Problem requirements =
Below are records; reproduce exactly the lines from the one containing "the blue stripe" through the end, both included, and only those.
** start Extracted data **
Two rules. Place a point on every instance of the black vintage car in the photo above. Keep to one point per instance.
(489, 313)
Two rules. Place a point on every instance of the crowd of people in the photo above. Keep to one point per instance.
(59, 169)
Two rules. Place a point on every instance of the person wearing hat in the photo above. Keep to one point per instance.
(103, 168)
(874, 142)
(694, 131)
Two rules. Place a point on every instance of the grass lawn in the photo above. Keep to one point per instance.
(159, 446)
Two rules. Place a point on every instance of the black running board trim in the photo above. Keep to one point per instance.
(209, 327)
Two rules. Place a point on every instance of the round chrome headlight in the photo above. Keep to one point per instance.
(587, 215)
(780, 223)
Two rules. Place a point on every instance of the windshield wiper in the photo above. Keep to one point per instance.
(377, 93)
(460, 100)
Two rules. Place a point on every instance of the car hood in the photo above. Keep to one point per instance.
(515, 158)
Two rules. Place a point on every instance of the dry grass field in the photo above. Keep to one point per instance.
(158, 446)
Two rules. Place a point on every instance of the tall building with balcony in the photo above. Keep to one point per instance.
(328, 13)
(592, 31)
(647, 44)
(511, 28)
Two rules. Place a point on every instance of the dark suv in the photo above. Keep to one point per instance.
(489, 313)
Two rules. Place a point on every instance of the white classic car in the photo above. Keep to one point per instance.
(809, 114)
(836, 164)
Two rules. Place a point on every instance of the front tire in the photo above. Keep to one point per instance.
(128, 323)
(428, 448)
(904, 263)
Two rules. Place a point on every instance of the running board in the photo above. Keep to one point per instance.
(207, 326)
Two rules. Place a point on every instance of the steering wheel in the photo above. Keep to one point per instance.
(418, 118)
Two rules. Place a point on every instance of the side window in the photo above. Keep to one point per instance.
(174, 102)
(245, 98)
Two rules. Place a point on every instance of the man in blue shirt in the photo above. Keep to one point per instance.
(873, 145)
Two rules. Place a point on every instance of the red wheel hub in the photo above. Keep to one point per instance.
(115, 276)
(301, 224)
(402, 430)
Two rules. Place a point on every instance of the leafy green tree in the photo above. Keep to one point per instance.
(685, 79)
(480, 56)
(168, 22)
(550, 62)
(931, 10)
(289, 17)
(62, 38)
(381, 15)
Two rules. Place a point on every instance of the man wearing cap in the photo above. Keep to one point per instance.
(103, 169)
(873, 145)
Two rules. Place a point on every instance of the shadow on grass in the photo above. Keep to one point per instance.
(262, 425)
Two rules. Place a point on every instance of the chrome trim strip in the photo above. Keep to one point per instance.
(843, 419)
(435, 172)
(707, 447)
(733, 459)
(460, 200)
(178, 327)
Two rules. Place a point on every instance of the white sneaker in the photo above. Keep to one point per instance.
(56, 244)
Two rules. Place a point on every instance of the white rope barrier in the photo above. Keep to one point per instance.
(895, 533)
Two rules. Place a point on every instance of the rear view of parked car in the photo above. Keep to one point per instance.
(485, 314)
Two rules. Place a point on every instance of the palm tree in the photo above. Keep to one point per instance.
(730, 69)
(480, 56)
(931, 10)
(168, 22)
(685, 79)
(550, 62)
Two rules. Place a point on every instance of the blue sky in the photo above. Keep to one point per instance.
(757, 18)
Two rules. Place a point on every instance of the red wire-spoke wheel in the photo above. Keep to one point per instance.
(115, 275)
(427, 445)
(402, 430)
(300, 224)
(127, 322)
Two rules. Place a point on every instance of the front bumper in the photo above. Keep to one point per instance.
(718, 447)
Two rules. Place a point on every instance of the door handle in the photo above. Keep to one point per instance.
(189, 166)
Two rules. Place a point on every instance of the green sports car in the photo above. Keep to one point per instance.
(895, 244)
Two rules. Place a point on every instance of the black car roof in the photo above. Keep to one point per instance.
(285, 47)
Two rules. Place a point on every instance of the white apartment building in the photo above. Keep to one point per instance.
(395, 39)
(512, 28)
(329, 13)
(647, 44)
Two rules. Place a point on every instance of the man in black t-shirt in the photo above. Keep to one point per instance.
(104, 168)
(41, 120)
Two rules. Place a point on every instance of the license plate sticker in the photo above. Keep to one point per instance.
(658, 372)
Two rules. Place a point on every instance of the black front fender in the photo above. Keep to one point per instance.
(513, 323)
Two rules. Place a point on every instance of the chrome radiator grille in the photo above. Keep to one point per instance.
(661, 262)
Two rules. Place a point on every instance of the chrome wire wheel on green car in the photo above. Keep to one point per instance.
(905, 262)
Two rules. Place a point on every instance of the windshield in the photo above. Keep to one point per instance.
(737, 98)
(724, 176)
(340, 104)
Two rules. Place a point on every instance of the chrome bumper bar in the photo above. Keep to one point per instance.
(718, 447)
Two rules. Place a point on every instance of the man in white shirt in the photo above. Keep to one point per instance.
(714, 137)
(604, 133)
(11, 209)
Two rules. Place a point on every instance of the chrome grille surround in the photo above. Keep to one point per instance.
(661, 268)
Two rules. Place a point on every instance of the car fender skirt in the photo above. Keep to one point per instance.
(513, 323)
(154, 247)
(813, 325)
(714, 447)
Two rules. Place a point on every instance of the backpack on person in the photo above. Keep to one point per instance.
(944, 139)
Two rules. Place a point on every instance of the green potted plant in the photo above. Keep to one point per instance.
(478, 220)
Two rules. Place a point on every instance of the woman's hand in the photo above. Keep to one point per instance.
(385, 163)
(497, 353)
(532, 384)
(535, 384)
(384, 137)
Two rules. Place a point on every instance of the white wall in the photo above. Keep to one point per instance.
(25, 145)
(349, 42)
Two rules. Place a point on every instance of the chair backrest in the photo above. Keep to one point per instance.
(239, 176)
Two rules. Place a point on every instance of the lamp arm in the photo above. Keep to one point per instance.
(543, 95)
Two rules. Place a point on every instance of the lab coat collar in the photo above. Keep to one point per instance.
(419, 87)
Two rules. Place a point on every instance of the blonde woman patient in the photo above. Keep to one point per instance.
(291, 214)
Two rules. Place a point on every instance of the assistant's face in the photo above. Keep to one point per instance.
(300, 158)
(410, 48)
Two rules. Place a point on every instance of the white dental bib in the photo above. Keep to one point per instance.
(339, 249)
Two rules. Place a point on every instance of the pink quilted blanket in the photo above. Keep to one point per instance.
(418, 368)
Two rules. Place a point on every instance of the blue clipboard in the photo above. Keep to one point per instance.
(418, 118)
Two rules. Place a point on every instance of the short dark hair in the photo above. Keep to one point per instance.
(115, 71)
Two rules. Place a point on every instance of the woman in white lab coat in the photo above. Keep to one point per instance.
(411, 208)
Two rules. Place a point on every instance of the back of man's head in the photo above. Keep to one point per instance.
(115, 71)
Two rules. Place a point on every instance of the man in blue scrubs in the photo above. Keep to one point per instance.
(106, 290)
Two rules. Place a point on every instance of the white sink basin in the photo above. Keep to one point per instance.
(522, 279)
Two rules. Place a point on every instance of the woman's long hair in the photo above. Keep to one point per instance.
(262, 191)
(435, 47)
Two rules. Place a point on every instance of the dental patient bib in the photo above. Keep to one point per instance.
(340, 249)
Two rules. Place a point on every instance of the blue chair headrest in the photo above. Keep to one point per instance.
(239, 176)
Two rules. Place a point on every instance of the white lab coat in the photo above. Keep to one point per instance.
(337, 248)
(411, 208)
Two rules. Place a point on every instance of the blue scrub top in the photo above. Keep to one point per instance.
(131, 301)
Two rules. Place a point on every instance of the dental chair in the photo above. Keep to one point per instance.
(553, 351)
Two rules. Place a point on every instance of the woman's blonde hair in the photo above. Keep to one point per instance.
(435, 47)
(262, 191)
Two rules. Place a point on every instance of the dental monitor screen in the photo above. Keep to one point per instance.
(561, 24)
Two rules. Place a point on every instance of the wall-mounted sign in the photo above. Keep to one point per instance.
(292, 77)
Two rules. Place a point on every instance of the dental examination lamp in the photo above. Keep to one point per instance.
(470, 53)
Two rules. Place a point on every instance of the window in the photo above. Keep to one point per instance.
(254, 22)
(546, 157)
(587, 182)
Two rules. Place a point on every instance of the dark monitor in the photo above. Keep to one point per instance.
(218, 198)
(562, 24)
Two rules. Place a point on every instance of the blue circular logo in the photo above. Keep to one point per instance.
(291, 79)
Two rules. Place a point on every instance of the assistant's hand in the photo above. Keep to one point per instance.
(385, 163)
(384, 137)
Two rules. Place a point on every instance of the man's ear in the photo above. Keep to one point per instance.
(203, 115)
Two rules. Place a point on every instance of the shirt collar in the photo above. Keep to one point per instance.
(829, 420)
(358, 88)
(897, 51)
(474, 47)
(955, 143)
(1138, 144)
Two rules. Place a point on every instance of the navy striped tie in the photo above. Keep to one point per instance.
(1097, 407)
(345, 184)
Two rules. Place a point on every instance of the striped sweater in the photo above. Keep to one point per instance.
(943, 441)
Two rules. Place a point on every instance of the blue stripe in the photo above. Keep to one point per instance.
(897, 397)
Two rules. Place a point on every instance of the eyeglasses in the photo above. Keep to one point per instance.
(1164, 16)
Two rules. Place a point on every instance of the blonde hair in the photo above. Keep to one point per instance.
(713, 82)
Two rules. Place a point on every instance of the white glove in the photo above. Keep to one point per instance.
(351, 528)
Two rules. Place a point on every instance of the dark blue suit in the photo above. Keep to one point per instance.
** end Extracted data **
Expected output =
Two rules. Place a point on every instance of the blue stripe in the photo above. Keep to one point per instance.
(897, 397)
Two rules. Place a point on every instance of the eyeglasses in the photo above. Keep to one point per instance.
(1164, 16)
Two rules. Place a point on every instance of the blonde hair in the photo above. Keep to one point per instance.
(713, 82)
Two rules. Place a point on every instance of the white glove in the photo above. Keep to one point per instance.
(351, 528)
Two rules. Place a point on every instance of the dark blue suit in the photo above. Keep to one point per instance.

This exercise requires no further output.